##### Entries

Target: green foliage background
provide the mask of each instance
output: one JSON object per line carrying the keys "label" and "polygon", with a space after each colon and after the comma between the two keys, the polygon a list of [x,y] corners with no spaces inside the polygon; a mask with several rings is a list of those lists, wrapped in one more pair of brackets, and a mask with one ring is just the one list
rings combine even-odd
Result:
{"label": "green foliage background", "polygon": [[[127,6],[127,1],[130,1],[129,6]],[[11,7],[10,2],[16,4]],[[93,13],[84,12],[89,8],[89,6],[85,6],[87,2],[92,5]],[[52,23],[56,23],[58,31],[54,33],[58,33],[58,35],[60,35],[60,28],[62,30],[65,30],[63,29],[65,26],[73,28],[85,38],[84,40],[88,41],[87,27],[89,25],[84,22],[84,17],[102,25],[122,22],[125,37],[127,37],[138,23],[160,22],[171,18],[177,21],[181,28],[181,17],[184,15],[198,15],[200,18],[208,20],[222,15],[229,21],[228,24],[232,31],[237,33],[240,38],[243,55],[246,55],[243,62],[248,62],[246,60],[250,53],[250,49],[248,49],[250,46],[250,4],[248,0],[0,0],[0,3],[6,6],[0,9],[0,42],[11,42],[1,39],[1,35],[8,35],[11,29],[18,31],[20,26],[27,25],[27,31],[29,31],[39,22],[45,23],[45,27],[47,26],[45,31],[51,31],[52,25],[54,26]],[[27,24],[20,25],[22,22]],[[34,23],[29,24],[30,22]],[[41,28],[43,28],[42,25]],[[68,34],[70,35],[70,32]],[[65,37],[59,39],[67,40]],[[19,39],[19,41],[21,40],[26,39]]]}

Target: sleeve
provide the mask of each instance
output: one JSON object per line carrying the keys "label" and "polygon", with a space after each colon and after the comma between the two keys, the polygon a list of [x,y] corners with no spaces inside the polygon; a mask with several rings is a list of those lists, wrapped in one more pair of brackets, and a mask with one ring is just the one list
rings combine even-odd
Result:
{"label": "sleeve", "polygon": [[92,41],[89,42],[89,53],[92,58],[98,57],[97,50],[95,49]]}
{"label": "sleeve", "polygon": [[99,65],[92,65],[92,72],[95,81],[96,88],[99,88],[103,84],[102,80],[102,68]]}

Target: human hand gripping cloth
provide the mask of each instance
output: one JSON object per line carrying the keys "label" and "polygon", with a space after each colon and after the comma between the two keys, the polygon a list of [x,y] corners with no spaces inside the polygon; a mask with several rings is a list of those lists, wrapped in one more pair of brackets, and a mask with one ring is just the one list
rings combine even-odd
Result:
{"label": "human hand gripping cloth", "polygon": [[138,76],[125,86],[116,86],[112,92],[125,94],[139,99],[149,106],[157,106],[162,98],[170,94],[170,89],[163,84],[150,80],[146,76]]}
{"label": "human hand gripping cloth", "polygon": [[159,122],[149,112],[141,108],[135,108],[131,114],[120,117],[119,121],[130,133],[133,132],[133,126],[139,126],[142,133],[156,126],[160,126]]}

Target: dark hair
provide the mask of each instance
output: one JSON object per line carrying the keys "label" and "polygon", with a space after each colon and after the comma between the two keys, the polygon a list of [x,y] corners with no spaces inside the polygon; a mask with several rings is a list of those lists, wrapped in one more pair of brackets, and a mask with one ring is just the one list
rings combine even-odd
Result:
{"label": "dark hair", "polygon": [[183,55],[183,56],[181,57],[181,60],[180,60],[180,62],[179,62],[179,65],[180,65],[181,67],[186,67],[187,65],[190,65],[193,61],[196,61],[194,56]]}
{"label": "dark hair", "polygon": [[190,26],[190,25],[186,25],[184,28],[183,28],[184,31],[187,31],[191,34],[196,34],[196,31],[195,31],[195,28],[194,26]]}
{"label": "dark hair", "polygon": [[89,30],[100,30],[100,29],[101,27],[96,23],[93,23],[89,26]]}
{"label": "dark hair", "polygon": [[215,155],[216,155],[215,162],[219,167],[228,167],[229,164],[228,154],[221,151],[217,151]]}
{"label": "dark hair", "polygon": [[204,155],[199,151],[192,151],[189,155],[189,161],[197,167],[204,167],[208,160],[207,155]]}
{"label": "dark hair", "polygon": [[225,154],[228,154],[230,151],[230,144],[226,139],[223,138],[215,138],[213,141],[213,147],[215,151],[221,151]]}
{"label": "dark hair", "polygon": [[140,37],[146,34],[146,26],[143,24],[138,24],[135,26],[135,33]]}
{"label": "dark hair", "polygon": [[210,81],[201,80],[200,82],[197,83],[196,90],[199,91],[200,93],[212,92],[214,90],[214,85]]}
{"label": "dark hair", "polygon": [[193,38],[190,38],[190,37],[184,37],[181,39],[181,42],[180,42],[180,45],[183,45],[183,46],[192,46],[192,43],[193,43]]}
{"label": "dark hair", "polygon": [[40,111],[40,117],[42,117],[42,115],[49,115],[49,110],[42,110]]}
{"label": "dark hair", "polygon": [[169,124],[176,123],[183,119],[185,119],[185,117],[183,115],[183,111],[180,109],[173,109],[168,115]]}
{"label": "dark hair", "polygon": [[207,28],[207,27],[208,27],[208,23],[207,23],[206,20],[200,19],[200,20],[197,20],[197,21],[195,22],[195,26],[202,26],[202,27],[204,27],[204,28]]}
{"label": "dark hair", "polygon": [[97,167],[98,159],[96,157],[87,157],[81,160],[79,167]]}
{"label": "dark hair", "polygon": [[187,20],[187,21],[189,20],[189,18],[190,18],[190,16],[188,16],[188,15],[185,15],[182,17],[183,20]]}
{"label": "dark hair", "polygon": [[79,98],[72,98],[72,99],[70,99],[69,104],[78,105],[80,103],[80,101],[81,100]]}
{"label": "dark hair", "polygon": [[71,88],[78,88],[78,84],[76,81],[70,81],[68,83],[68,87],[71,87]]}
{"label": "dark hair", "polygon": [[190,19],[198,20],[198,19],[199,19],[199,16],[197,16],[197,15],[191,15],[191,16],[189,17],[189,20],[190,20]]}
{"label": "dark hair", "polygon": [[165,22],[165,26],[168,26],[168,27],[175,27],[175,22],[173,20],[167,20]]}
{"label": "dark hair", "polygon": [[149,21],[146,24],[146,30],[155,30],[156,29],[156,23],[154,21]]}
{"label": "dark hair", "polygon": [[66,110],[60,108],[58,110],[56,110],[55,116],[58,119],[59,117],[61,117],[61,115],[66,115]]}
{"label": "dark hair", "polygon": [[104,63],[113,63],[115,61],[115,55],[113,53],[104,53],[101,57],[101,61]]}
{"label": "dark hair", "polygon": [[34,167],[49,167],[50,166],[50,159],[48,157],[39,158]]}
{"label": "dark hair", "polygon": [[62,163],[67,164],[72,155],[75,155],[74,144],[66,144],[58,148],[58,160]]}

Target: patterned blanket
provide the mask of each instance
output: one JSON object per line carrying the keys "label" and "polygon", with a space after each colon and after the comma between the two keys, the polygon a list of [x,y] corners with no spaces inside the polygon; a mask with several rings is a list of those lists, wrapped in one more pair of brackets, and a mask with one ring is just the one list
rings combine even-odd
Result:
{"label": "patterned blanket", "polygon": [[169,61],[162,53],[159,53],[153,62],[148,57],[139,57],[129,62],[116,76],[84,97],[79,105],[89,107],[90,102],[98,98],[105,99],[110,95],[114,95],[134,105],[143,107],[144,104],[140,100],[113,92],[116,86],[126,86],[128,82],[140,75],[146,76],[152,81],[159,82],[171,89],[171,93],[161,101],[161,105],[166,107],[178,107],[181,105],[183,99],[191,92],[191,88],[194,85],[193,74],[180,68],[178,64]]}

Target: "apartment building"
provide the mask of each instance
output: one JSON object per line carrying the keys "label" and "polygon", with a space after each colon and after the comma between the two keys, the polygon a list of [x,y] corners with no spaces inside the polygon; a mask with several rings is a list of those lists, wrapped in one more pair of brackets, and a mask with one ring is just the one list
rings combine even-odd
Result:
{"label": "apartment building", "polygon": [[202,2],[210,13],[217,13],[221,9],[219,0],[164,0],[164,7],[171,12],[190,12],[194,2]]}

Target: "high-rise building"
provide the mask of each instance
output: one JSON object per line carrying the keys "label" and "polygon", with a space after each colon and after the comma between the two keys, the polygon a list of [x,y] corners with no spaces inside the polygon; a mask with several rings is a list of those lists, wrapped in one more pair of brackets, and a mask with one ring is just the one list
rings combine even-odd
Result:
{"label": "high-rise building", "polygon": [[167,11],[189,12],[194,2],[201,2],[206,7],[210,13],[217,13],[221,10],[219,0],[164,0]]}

##########

Count the lines in the rows above that contain the word "building". Give only the number.

» **The answer**: 4